**YOUR GOAL**
In the forum thread below about an engine swap or rebuild, what did the rebuild of the V6 cost?

**TEXT SEGMENT**
::::
# Engine swap or rebuild?



## Moonwatcher (Apr 1, 2015)

Advice needed as per the title, I have just purchased an X reg 225, but the previous owner ran it without oil :roll: 
The car is clean and straight but the bottom end sounds like a bag of spanners! 
I favour the rebuild, clean out the engine, new main bearings, big ends and rebore/pistons if needed but the swap would be quicker and cheaper??

I have a garage, engine crane and engine stand already
Discuss


----------



## Elsomrstt (May 7, 2015)

If yre in no hurry I would go for the rebuild, Then you know what you have in the engine.

GOOD LUCK


----------



## Boruki (Mar 2, 2014)

I not that long ago swapped my engine. I regularly regret not having the time or money to do a full rebuild and upgrade of the internals. In fact when I swapped over the engine the new one had some bearing damage and had to have it dropped out again anyway!


----------



## hang your idols (Jul 8, 2013)

If you keep the car a long time,rebuild the engine,upgraded and tuned;if you don`t,swap the engine.
I done the same for me,but the building cost it`s huge


----------



## Oranoco (Jan 10, 2016)

Rebuild would be my preffered option but it depends on your time and budget. When rebuilding there are often extra bits not factored in to the costs and it can soon spiral.

I'm about to start my "budget" rebuild for my A4 and already have £800 in parts sat here and it's getting more expensive.


----------



## bekov5 (Jan 20, 2010)

I was recently in a similar situation with my V6.

I opted for the rebuild option in the end. It wasn't cheap, £3800! but least I know jobs that may have needed doing in the future have now been done.


----------



## Moonwatcher (Apr 1, 2015)

I can get the engine bored and crank reground for £200  
want to locate pistons etc, 
going for a standard rebuild
then superchips remap +57hp 
Miltek exhaust and new air filter, any suggestions for pistons also


----------



## hang your idols (Jul 8, 2013)

I have JE pistons;but the weak point on this engines are the rods :wink:


----------



## Moonwatcher (Apr 1, 2015)

I've be told that oversize pistons are not avaliable but I find that unbeleivable, if this is true I will have to over bore and resleeve the block and the price is nearer £1000
any advice


----------



## spaceplace (Mar 10, 2013)

Can't you fit a mk2 2.0 block and pistons?


----------



## conlechi (May 6, 2006)

spaceplace said:


> Can't you fit a mk2 2.0 block and pistons?


Or a complete tfsi engine


----------



## 3TT3 (Aug 30, 2014)

conlechi said:


> spaceplace said:
> 
> 
> > Can't you fit a mk2 2.0 block and pistons?
> ...
::::
**DATA ENTRIES**
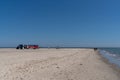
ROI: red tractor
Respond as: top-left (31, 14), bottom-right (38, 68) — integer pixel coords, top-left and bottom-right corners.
top-left (27, 45), bottom-right (39, 49)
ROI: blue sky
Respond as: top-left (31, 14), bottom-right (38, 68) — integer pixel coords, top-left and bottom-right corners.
top-left (0, 0), bottom-right (120, 47)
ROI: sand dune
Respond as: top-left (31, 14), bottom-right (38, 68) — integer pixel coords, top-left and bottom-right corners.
top-left (0, 49), bottom-right (120, 80)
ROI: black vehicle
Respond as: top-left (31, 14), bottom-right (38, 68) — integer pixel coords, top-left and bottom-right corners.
top-left (16, 44), bottom-right (23, 49)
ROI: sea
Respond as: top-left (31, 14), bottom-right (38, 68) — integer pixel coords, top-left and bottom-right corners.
top-left (99, 48), bottom-right (120, 68)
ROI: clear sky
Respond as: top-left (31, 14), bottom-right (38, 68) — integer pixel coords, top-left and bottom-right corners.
top-left (0, 0), bottom-right (120, 47)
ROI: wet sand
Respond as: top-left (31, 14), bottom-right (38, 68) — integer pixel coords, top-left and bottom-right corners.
top-left (0, 49), bottom-right (120, 80)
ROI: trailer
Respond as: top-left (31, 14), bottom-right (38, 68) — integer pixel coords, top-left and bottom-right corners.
top-left (16, 44), bottom-right (39, 49)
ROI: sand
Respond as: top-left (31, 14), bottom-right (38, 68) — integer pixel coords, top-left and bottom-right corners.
top-left (0, 49), bottom-right (120, 80)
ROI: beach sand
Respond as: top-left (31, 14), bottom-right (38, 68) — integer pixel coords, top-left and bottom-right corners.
top-left (0, 49), bottom-right (120, 80)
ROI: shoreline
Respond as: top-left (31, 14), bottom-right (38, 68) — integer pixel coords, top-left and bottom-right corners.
top-left (0, 48), bottom-right (120, 80)
top-left (96, 50), bottom-right (120, 76)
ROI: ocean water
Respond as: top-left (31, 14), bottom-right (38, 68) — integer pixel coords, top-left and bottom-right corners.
top-left (99, 48), bottom-right (120, 68)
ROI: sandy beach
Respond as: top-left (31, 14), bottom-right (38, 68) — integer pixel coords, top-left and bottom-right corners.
top-left (0, 49), bottom-right (120, 80)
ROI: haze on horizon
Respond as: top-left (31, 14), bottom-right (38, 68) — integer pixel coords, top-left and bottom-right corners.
top-left (0, 0), bottom-right (120, 47)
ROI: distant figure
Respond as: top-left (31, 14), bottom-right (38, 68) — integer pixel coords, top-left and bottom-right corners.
top-left (16, 44), bottom-right (23, 49)
top-left (94, 48), bottom-right (97, 51)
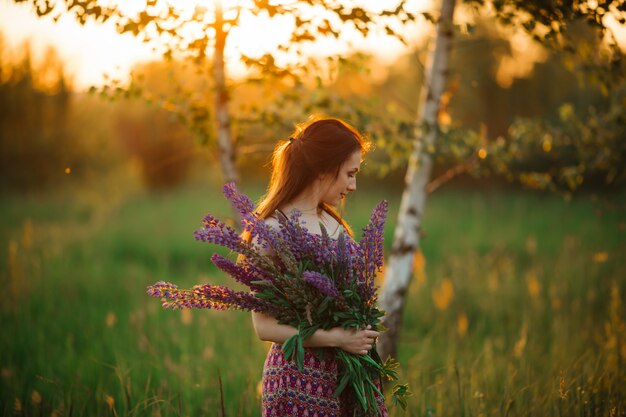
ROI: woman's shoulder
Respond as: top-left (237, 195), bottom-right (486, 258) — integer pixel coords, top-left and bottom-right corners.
top-left (320, 211), bottom-right (343, 238)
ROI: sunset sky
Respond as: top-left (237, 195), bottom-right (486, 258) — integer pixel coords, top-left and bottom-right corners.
top-left (0, 0), bottom-right (626, 90)
top-left (0, 0), bottom-right (429, 89)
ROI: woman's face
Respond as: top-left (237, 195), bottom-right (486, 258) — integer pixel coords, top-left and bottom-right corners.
top-left (321, 150), bottom-right (361, 206)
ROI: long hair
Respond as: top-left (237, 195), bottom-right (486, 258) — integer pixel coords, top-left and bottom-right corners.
top-left (249, 117), bottom-right (371, 236)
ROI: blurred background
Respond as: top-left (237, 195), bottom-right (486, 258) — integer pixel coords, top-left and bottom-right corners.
top-left (0, 0), bottom-right (626, 416)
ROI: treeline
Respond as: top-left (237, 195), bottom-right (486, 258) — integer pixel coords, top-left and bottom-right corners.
top-left (0, 18), bottom-right (626, 195)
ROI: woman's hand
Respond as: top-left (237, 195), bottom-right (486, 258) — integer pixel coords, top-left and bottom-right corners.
top-left (329, 326), bottom-right (380, 355)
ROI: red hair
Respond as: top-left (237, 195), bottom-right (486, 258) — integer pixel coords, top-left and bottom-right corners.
top-left (251, 117), bottom-right (371, 236)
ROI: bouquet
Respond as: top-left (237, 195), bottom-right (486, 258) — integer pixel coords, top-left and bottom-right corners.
top-left (148, 183), bottom-right (409, 416)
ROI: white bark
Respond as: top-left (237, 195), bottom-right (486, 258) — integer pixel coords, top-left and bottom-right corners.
top-left (213, 1), bottom-right (239, 182)
top-left (378, 0), bottom-right (455, 360)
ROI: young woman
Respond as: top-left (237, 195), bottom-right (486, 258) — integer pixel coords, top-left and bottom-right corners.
top-left (247, 118), bottom-right (387, 417)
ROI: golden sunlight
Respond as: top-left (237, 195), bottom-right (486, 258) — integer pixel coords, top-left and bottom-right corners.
top-left (0, 0), bottom-right (431, 90)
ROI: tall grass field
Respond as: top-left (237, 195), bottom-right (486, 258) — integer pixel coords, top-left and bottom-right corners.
top-left (0, 176), bottom-right (626, 417)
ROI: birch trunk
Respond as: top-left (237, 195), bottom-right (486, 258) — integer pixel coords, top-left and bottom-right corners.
top-left (213, 0), bottom-right (239, 182)
top-left (378, 0), bottom-right (455, 360)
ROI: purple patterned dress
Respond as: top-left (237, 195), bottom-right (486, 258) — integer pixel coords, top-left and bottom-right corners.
top-left (261, 343), bottom-right (388, 417)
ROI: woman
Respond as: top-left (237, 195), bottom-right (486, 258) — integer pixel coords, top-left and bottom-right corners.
top-left (247, 118), bottom-right (387, 417)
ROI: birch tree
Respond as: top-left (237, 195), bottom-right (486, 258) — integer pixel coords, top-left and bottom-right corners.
top-left (378, 0), bottom-right (455, 358)
top-left (14, 0), bottom-right (416, 189)
top-left (378, 0), bottom-right (626, 358)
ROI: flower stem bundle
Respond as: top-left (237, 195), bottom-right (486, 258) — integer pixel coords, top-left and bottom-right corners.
top-left (148, 183), bottom-right (409, 416)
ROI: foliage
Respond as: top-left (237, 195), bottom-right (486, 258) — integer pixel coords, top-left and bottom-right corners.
top-left (0, 183), bottom-right (626, 417)
top-left (115, 103), bottom-right (196, 189)
top-left (0, 38), bottom-right (76, 191)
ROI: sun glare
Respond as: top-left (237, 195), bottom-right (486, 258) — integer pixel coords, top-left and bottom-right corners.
top-left (0, 0), bottom-right (430, 90)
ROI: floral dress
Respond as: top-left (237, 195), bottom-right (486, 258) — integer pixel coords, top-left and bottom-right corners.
top-left (261, 211), bottom-right (389, 417)
top-left (261, 343), bottom-right (388, 417)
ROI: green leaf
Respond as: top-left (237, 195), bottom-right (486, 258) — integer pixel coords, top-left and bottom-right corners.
top-left (333, 372), bottom-right (350, 397)
top-left (296, 334), bottom-right (304, 371)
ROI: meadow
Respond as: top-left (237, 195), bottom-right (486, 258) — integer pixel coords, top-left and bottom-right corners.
top-left (0, 171), bottom-right (626, 417)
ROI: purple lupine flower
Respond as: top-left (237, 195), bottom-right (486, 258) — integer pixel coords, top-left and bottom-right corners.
top-left (211, 253), bottom-right (271, 290)
top-left (219, 182), bottom-right (279, 250)
top-left (357, 200), bottom-right (388, 299)
top-left (194, 214), bottom-right (248, 253)
top-left (146, 281), bottom-right (215, 310)
top-left (276, 210), bottom-right (310, 261)
top-left (302, 271), bottom-right (340, 298)
top-left (193, 285), bottom-right (276, 314)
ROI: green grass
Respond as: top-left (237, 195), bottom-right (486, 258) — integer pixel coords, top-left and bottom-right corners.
top-left (0, 177), bottom-right (626, 416)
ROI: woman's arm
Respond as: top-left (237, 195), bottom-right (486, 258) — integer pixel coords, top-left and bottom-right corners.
top-left (252, 312), bottom-right (380, 355)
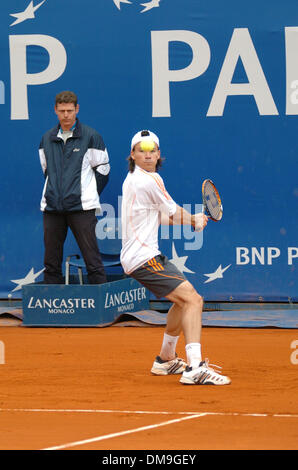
::::
**TASK RESPONSE**
£3800